→ Parts of the exercise
**1)** In the forum thread on lemon and vinegar cheese, which of Trisha's two batches did DH like best?
**2)** Pick up the forum thread on lemon and vinegar cheese at the point where it stops, and carry it forward.

# Lemon/Vinegar Cheese - anyone around?



## Bilrite Farms (Oct 26, 2007)

I'm finally going to play with some milk today. I've always added the herbs to the cheese after it has drained and kinda stirred up up so it is very smooth. I was wondering if I could add the herbs to this cheese just before adding the lemon juice? Would the herbs be in the curds that way? I don't mind a smooth cheese but I like a bit of texture to mine, just like I like my oatmeal.

Anyone know?

Trisha


----------



## Little Moon (Dec 29, 2007)

Trisha,

I don't know for sure, but wouldn't you loose some of the flavor when the whey drips/drains off? I don't know maybe it wouldn't be enought flavor to miss.

Anne


----------



## Bilrite Farms (Oct 26, 2007)

Thanks Anne. I just tried it, adding the herbs just before the vinegar. It smelled delicious and appears to have worked. At least the pigs will have some tasty whey if it didn't work. I'll report back in.

Trisha


----------



## MysticHollowGoats (Nov 5, 2007)

Please let us know! I will be giving a demonstration for my daughters 4H group on making vinegar cheese and if this works out well it could save a step.


----------



## Gunnie (May 7, 2008)

I just made my first batch today and love it!! My DD(4) couldnt get enough!


----------



## Bilrite Farms (Oct 26, 2007)

I made two batches. 

1st was an herb dip mix that a friend gave me and I used white vinegar. I never measure the vinegar for this cheese, just add a glug or so. It worked very well and like I said it smelled delicious - the pigs were very happy with the whey! The herbs were well distributed in the cheese. I hung it for a short while then put it into a container and salted it. It tasted very good.

2nd I used herb de provence and lemon juice. This has been the favorite blend in the past and I just think it smells just like it should be in goat cheese. I also hung this for a short amount of time so that the cheese was shaped but not hard and then I aslo salted it and added some black pepepr. The herbs were throughout the cheese and I really like how it turned out. DH liked this the best of the two and I think both turned out well. I think I am going to continue to add my herbs before hanging.

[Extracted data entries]
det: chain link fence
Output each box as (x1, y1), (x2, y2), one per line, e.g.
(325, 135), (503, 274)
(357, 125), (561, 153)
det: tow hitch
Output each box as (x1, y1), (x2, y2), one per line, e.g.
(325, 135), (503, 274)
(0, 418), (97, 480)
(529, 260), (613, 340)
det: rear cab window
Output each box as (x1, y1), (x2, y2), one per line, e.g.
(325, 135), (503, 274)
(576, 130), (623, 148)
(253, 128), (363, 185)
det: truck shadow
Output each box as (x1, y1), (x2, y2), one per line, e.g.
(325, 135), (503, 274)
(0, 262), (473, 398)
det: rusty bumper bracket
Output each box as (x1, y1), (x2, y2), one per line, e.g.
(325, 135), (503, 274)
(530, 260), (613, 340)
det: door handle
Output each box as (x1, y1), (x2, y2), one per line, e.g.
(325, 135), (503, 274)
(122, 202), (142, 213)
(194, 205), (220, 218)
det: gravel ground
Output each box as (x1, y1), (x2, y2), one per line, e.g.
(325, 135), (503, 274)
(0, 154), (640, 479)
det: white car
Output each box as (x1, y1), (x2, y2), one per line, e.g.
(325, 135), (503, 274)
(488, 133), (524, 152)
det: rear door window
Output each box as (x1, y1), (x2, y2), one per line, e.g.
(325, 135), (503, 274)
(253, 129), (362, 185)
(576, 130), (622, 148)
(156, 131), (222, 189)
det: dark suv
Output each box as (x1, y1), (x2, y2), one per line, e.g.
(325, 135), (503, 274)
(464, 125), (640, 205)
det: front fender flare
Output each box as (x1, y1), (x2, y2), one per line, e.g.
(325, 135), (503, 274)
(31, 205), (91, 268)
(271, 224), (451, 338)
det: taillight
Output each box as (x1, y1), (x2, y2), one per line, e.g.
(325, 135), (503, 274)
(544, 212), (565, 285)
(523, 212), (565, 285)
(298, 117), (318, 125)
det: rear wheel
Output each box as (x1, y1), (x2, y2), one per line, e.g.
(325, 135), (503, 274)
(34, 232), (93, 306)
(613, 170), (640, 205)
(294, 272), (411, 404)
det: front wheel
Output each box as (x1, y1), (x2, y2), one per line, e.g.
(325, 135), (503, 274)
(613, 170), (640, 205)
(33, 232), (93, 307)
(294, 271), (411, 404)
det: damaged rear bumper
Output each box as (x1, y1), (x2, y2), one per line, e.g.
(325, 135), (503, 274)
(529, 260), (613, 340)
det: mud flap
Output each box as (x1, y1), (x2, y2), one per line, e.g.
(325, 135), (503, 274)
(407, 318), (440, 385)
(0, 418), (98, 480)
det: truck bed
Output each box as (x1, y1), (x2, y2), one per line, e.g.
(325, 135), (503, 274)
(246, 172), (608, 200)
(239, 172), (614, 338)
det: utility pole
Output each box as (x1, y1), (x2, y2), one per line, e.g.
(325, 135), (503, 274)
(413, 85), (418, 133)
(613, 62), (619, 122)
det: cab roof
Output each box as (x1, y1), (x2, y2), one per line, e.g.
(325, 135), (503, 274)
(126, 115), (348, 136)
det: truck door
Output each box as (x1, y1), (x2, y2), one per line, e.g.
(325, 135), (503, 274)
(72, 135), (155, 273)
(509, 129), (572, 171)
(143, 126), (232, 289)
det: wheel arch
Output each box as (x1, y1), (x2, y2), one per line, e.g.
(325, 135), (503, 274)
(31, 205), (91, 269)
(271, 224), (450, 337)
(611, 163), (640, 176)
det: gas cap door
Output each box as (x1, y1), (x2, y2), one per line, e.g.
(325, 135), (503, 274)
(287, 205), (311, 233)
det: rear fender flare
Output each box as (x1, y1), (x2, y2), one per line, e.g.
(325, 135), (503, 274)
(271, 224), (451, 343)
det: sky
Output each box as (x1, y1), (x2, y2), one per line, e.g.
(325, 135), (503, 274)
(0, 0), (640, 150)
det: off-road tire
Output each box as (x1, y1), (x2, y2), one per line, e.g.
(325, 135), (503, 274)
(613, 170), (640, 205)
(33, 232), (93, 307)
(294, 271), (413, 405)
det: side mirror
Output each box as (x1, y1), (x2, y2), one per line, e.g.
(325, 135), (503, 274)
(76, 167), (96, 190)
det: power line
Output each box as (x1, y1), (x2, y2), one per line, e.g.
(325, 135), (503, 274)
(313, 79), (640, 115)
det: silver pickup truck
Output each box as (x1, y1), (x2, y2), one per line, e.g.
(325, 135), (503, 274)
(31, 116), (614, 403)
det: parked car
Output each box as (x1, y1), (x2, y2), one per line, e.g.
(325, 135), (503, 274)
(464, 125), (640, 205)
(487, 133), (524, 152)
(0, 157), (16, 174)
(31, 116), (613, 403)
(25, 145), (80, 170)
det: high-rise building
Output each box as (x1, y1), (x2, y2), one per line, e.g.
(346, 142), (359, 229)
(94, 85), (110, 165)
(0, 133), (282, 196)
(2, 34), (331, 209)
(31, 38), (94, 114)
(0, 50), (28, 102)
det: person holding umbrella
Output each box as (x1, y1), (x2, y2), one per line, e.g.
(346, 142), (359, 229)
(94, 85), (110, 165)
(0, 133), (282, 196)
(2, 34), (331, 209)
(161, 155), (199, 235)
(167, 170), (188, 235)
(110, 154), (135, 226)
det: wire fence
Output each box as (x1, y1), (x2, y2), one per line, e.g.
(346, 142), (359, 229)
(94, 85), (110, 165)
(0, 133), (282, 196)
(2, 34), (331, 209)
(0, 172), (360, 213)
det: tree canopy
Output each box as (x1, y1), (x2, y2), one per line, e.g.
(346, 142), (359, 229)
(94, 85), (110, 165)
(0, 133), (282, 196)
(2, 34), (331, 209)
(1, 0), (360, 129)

→ Answers by task
**1)** The second batch, made with herb de provence and lemon juice.

**2)**
I also made 2 batches of strawberry freezer jam... if the cheese and jam weren't so easy I'd say I'm beat from all that cooking... LOL maybe I should make a batch of Rice Krispie bars too :biggrin but it was a fun day!

Trisha


----------



## Little Moon (Dec 29, 2007)

Maybe I should try this - my last few cheese attempts have been dismal. Horrid cottage cheese (supposed to be easy right? - wrong) and then the other two cheeses I have missed a step, or gotten the temps too high or one thing or another. I think the chickens are getting tired of my cheese making :rofl

Anne


----------



## tioga13 (Apr 4, 2008)

I made this a lot last year and never had any problems. Today I kept adding vinegar and absolutely no curds were forming. I finally gave up because I know it is going to be way to acidic. Why didn't the curds seperate? Anyone else ever have this happen? I don't know what to do with the stuff...we don't have any pigs here. Maybe the chickens would take it....


----------



## baileybunch (Oct 26, 2007)

Since no one responded to your question, I will. What was the temperature of your milk? I slowly heat mine to 185 for vinegar cheese. We stir while heating. I have only ever made vinegar cheese. I use it unseasoned as ricotta and have even used it to make a cheesecake (although I still need advice on cheesecake, mine was dry). I season it after hanging. I use Mrs. Dash, salt and garlic. And I only use milk fresh from the goat.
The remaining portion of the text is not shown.